<<<<
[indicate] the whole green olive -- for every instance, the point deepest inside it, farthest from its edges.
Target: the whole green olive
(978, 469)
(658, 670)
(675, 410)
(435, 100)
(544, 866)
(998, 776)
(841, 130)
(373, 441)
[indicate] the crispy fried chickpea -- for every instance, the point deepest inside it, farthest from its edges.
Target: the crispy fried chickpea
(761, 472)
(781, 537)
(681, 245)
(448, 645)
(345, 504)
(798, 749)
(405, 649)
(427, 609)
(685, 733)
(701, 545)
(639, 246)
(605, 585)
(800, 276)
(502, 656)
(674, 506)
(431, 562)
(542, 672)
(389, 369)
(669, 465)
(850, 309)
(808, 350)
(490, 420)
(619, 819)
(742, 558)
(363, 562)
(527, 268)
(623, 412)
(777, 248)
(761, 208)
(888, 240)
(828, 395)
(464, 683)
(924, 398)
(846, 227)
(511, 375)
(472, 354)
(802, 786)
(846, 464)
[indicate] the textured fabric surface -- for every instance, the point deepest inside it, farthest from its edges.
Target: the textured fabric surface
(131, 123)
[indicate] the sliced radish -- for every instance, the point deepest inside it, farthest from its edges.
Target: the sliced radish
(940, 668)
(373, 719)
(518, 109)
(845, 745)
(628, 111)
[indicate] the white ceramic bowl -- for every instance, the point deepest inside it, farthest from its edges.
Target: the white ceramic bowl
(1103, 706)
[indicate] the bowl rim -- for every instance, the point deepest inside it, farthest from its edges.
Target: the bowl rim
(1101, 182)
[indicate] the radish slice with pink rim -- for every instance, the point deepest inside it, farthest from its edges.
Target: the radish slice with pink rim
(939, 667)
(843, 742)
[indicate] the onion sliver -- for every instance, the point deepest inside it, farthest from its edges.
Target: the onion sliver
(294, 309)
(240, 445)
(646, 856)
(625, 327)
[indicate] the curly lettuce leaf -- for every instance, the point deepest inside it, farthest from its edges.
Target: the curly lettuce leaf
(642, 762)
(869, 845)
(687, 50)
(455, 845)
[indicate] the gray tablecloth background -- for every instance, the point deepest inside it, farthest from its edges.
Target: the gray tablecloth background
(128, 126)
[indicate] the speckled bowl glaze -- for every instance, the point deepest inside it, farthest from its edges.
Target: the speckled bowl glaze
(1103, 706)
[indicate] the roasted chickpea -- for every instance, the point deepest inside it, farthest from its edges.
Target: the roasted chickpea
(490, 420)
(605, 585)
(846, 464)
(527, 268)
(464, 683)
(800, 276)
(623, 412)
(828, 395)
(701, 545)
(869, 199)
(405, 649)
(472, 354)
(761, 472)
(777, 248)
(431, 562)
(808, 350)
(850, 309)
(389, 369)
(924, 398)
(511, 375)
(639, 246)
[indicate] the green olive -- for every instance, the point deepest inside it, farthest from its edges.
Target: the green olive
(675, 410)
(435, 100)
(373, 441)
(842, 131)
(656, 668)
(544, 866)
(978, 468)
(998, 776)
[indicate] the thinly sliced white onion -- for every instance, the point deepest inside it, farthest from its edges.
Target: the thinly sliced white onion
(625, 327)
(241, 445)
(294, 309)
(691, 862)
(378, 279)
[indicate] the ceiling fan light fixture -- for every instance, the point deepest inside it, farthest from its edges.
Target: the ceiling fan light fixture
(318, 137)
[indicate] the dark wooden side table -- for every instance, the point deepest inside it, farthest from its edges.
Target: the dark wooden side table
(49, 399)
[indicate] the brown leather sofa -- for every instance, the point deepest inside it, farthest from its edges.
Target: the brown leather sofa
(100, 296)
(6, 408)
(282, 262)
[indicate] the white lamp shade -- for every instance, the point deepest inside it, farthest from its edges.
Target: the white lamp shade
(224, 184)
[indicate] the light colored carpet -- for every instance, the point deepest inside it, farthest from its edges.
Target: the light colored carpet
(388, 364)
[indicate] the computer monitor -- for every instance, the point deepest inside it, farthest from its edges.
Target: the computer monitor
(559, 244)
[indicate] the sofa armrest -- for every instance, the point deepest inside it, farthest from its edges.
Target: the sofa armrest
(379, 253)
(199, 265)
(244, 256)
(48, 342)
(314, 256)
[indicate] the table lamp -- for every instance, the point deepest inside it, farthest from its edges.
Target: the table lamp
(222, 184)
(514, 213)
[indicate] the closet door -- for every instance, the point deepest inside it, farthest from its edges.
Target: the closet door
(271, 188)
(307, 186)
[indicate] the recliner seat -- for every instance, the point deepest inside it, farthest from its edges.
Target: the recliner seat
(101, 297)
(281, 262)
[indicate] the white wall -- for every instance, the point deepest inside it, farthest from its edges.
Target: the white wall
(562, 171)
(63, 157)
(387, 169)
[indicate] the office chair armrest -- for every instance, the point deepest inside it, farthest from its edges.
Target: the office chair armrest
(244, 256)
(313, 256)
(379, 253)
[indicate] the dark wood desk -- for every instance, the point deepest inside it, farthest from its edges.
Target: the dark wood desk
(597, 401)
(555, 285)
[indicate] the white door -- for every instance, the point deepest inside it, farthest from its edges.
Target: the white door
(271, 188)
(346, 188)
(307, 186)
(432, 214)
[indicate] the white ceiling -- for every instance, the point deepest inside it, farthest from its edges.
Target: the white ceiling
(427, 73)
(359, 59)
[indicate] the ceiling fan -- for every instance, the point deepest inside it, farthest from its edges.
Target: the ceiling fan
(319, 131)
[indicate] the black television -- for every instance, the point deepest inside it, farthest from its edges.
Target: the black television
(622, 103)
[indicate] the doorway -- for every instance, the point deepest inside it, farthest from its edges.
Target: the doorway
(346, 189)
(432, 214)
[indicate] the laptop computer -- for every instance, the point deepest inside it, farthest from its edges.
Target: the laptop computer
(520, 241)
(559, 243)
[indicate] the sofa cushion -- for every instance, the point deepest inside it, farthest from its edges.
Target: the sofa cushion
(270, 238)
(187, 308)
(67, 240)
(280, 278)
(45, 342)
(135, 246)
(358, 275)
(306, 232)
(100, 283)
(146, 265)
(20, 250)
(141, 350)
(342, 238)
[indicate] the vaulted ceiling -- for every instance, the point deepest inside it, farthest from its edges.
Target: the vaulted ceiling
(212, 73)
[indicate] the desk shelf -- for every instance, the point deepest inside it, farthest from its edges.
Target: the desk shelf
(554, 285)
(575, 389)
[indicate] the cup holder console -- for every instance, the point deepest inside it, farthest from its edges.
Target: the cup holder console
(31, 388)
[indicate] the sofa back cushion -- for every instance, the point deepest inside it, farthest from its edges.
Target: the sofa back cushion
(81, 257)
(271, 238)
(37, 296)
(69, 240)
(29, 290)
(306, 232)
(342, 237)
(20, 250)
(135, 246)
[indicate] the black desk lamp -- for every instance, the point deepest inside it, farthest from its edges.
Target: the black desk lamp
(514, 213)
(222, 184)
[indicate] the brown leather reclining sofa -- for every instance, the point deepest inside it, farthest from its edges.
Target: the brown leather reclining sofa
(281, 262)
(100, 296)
>>>>
● Short exercise
Reproduce the entire listing above word for word, leaving every line unchanged.

● Completed task
[indicate] the whole green olive -- for every instance, the point deepest inside it, farthest from its edges.
Target: the whole green olive
(978, 469)
(658, 670)
(675, 410)
(435, 100)
(544, 866)
(998, 776)
(841, 130)
(373, 441)
[indicate] the crispy fried chickpea -- for every instance, the point deepest inside it, farthest from its edges.
Target: the crispy fried chickpea
(761, 472)
(781, 537)
(681, 245)
(448, 645)
(345, 504)
(798, 749)
(405, 649)
(427, 609)
(685, 733)
(701, 545)
(639, 246)
(605, 585)
(800, 276)
(502, 656)
(674, 506)
(431, 562)
(542, 672)
(389, 369)
(669, 465)
(850, 309)
(808, 350)
(490, 420)
(619, 819)
(742, 558)
(363, 562)
(527, 268)
(623, 412)
(777, 248)
(761, 208)
(888, 240)
(828, 395)
(464, 683)
(924, 398)
(846, 227)
(511, 375)
(472, 354)
(802, 786)
(846, 464)
[indicate] the textured fabric surface -- for every instance, the point deepest inside it, farthest from its edges.
Target: the textured fabric surface
(131, 123)
[indicate] the sliced radish -- for every instance, the point deepest inside it, farthest from its edges.
Target: the sliced radish
(940, 668)
(373, 719)
(518, 109)
(845, 745)
(628, 111)
[indicate] the white ceramic bowl -- for every instance, the point deepest inside it, farthest from its edges.
Target: the white ceramic bowl
(1103, 706)
[indicate] the bowl rim -- for every instance, the point deepest inside it, farthest from its edges.
Target: the bowl rim
(1101, 182)
[indicate] the radish slice with pink rim -- for every instance, the point deepest inside it, farthest from its edges.
Target: the radish slice with pink rim
(939, 667)
(843, 742)
[indicate] the onion sliver -- for every instance, the point deepest inside it, farthest from its edges.
Target: the onion sliver
(294, 309)
(240, 445)
(646, 856)
(625, 327)
[indicate] the curly lettuce leaf -- for every instance, the point deepest inside it, farthest from its edges.
Target: the curly lettuce leaf
(642, 762)
(869, 845)
(687, 50)
(455, 845)
[indicate] the gray tablecloth background -- for every instance, the point deepest inside it, farthest from its edges.
Target: the gray tablecloth background
(128, 126)
[indicate] the speckled bowl glaze -- for every instance, the point deepest inside it, farthest from its edges.
Target: the speckled bowl glaze
(1103, 706)
[indicate] the roasted chickpea -- for every instance, the point deepest inside it, farthest from its edges.
Target: the roasted chickpea
(490, 420)
(605, 585)
(846, 464)
(527, 268)
(464, 683)
(800, 276)
(623, 412)
(828, 395)
(701, 545)
(869, 199)
(405, 649)
(472, 354)
(761, 472)
(777, 248)
(431, 562)
(808, 350)
(850, 309)
(389, 369)
(924, 398)
(511, 375)
(639, 246)
[indicate] the green olive -- for every instance, the point deepest inside it, farthest from its edges.
Target: the green olive
(675, 410)
(435, 100)
(373, 441)
(842, 131)
(656, 668)
(544, 866)
(978, 468)
(998, 776)
[indicate] the thinly sliced white onion -- for every instance, the point deepest inside it, farthest from its edges.
Target: the thinly sliced white onion
(625, 327)
(241, 445)
(294, 309)
(691, 862)
(378, 279)
[indicate] the ceiling fan light fixture -- for every instance, the point deepest inside it, farthest from its edges.
Target: the ceiling fan light fixture
(318, 137)
[indicate] the dark wooden side table -- for every instance, the point deepest inside it, farthest from its edges.
Target: the dark wooden side table
(49, 399)
[indicate] the brown leather sofa -- for every instance, the point deepest inside it, farthest from its edges.
Target: the brown leather sofa
(100, 296)
(6, 408)
(282, 262)
[indicate] the white lamp shade -- for every instance, the point deepest inside it, farthest from its edges.
Target: the white lamp shade
(224, 184)
[indicate] the light colored carpet -- for every instance, the point deepest inside it, farthest from its edges.
Target: the light colored carpet
(388, 364)
[indicate] the computer monitor -- for every instance, the point deepest inside it, farthest from its edges.
Target: the computer monitor
(559, 244)
[indicate] the sofa armrest -- for every instance, the point deepest inside it, farthest from its edges.
Target: the sofa armrest
(379, 253)
(199, 265)
(244, 256)
(48, 342)
(314, 256)
[indicate] the table lamp -- for every instance, the point deepest inside it, farthest from its edges.
Target: the table lamp
(222, 184)
(514, 213)
[indicate] the closet door -- for every instance, the point deepest inside it, farthest from its edges.
Target: the closet door
(271, 188)
(307, 186)
[indicate] the recliner seat -- for every instance, the point deepest inside it, farthest from its edges.
Target: the recliner seat
(101, 297)
(281, 262)
[indicate] the white wall -- for every instance, the point deepest inside it, farthest from its edges.
Target: the white wall
(562, 171)
(63, 157)
(387, 169)
[indicate] the office chair armrest -- for every instance, the point deepest inside it, farthest from its edges.
Target: the office chair armrest
(244, 256)
(313, 256)
(379, 253)
[indicate] the dark wood desk -- for every instance, the point deepest inside it, farthest from its edges.
Target: the dark wood desk
(597, 401)
(555, 285)
[indicate] the white door -- for every instance, the point deepest inside it, farthest from its edges.
Target: the white door
(271, 188)
(346, 188)
(307, 186)
(432, 214)
[indicate] the white ceiling -- for every instance, the point deepest inside it, farthest from its edges.
Target: the white ceiling
(427, 73)
(359, 59)
[indicate] the ceiling fan -- for every instance, the point deepest inside it, farthest from its edges.
Target: the ceiling fan
(319, 131)
[indicate] the black television -- for every instance, the point deepest inside it, farthest from its edges.
Target: the black television
(622, 103)
[indicate] the doorway -- for every instance, the point deepest inside it, farthest from its edges.
Target: the doorway
(346, 189)
(432, 214)
[indicate] the laptop computer -- for every instance, the point deepest inside it, farthest from its edges.
Target: the laptop computer
(520, 241)
(559, 243)
[indicate] the sofa cushion -- for every instance, the point deepest inside it, farthest from its edges.
Target: the sofa cushion
(270, 238)
(187, 308)
(67, 240)
(280, 278)
(45, 342)
(135, 246)
(358, 275)
(306, 232)
(100, 283)
(146, 265)
(20, 250)
(141, 350)
(342, 238)
[indicate] the vaulted ceiling -- for every instance, the point deepest inside it, farthest from its edges.
Target: the vaulted ceiling
(212, 73)
[indicate] the desk shelf -- for every instance, the point deepest inside it, farthest from its edges.
Target: the desk shelf
(554, 285)
(575, 389)
[indicate] the cup holder console -- for every instance, the point deepest inside it, farthest from its edges.
Target: the cup holder console
(31, 388)
[indicate] the sofa back cushion -- for every instance, the point deepest inside it, farthest from its edges.
Target: the sofa back cushion
(81, 257)
(271, 238)
(37, 296)
(69, 240)
(29, 290)
(306, 232)
(342, 237)
(20, 250)
(135, 246)
[indicate] the black desk lamp -- for every instance, the point deepest inside it, farthest from its edges.
Target: the black desk lamp
(514, 213)
(222, 184)
[indicate] the brown leather reclining sofa -- for every instance, the point deepest inside it, farthest from its edges.
Target: the brown leather reclining sofa
(281, 262)
(100, 296)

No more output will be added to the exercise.